# TASK STATEMENT
Please output everything from the first line down to the line containing "pixel 372 150", including that line, copying each character for character.
------------------------------
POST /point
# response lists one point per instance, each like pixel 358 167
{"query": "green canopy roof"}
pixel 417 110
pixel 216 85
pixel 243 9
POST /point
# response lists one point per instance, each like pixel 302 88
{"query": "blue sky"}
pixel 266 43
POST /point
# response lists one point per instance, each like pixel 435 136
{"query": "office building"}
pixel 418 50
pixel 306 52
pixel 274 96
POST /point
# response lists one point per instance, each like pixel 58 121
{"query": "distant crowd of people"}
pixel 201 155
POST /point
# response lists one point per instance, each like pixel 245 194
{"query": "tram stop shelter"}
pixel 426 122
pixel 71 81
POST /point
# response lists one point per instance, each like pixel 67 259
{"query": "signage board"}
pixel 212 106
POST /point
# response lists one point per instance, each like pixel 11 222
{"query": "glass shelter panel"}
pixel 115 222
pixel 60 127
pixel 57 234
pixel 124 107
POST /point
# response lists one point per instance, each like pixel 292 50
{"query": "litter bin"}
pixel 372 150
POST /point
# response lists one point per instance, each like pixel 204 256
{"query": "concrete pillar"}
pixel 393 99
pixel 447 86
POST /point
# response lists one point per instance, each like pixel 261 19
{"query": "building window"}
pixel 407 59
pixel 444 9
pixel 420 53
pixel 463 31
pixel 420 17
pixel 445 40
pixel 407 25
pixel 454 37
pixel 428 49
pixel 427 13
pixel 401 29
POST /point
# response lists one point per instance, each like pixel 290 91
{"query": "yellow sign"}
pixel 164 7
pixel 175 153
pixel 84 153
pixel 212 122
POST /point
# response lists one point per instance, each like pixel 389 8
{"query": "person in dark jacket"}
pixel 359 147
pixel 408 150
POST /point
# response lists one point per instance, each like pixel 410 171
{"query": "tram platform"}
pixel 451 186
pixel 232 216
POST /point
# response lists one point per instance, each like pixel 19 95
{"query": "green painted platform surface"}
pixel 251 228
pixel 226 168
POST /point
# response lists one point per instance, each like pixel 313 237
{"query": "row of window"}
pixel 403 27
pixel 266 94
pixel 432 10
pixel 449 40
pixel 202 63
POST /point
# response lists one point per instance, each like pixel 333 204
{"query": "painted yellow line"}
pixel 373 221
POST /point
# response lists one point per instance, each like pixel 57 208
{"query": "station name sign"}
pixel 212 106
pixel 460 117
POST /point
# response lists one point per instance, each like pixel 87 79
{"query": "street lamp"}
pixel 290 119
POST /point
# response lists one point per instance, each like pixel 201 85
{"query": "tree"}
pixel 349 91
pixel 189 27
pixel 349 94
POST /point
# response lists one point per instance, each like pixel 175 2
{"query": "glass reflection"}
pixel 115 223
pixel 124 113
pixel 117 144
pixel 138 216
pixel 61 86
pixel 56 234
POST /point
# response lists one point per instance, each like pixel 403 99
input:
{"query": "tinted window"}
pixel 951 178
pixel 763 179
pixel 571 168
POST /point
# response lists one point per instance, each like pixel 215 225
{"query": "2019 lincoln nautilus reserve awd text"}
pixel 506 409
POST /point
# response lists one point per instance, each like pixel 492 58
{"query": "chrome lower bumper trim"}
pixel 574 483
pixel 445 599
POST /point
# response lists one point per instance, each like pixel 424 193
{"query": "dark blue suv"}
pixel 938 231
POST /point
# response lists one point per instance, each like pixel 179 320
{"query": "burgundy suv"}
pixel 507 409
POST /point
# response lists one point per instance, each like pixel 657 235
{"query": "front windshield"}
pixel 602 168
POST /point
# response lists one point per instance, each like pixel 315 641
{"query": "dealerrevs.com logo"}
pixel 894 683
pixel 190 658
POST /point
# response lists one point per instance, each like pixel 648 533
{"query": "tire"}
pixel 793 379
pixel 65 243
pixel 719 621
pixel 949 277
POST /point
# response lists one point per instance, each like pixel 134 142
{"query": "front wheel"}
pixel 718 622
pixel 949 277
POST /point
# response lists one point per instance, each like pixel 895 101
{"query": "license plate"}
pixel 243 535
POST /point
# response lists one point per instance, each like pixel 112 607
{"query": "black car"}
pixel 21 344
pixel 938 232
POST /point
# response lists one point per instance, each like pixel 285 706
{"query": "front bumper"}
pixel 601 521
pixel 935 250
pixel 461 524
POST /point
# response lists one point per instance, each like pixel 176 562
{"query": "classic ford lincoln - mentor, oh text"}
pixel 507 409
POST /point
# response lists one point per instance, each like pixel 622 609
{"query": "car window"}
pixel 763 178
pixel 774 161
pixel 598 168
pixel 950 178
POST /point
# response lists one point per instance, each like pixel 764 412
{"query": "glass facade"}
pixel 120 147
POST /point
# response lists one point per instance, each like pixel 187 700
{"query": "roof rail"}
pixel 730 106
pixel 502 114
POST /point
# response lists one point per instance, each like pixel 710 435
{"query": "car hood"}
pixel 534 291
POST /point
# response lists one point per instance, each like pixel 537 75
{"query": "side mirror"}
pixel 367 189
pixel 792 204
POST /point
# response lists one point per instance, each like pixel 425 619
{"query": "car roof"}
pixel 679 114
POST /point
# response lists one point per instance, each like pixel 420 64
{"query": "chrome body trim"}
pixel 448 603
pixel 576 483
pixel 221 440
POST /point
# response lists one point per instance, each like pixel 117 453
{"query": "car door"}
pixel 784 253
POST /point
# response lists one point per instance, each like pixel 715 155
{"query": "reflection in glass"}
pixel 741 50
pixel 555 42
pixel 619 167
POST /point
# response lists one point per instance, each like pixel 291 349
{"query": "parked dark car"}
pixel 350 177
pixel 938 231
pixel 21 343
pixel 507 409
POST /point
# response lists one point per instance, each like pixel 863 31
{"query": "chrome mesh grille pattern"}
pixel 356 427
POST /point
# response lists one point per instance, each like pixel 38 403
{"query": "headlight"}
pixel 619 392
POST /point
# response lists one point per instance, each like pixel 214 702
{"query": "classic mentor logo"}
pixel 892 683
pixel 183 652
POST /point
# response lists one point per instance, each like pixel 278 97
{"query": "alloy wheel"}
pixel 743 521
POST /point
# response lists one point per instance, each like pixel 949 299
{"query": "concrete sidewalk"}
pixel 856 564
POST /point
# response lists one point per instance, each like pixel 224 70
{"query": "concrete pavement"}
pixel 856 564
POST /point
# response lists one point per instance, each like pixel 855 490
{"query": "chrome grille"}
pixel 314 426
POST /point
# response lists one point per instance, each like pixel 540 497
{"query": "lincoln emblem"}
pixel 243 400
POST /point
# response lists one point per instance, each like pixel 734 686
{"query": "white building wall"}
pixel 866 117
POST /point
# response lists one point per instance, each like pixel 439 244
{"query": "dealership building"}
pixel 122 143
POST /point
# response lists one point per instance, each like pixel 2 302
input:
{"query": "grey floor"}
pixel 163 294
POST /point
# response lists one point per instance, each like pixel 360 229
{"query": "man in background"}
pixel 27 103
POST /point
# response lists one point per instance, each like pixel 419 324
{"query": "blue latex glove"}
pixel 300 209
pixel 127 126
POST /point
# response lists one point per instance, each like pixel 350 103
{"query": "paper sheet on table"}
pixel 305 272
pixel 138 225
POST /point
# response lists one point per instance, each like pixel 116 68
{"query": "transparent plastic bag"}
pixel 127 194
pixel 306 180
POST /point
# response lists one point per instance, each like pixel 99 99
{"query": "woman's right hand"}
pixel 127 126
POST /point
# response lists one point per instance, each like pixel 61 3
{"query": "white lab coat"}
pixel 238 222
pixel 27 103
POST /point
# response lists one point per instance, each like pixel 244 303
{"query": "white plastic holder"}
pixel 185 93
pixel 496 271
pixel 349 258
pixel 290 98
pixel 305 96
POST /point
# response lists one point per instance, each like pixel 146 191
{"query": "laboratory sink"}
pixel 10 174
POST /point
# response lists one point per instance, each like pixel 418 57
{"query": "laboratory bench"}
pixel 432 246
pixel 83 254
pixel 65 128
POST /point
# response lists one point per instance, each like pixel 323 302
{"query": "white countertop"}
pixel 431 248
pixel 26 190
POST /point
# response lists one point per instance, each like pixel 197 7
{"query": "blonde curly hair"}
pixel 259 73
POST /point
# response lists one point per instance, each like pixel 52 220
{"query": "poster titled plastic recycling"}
------------------------------
# PROBLEM SOLUTION
POST /point
# response lists one point per instance, each like pixel 358 167
{"query": "green canopy roof"}
pixel 417 110
pixel 216 85
pixel 243 9
POST /point
# response lists one point per instance, each like pixel 302 88
{"query": "blue sky"}
pixel 266 43
POST /point
# response lists one point per instance, each like pixel 435 136
{"query": "office building"}
pixel 418 50
pixel 306 52
pixel 274 96
POST /point
# response lists one point per instance, each like pixel 58 121
{"query": "distant crowd of people"}
pixel 201 155
POST /point
# response lists one point per instance, each like pixel 245 194
{"query": "tram stop shelter"}
pixel 426 122
pixel 71 81
POST /point
# response lists one point per instance, each like pixel 67 259
{"query": "signage board"}
pixel 212 106
POST /point
# response lists one point per instance, each like pixel 11 222
{"query": "glass shelter panel"}
pixel 115 222
pixel 60 127
pixel 57 234
pixel 124 107
POST /point
# response lists one point per instance, each like pixel 292 50
{"query": "litter bin"}
pixel 372 150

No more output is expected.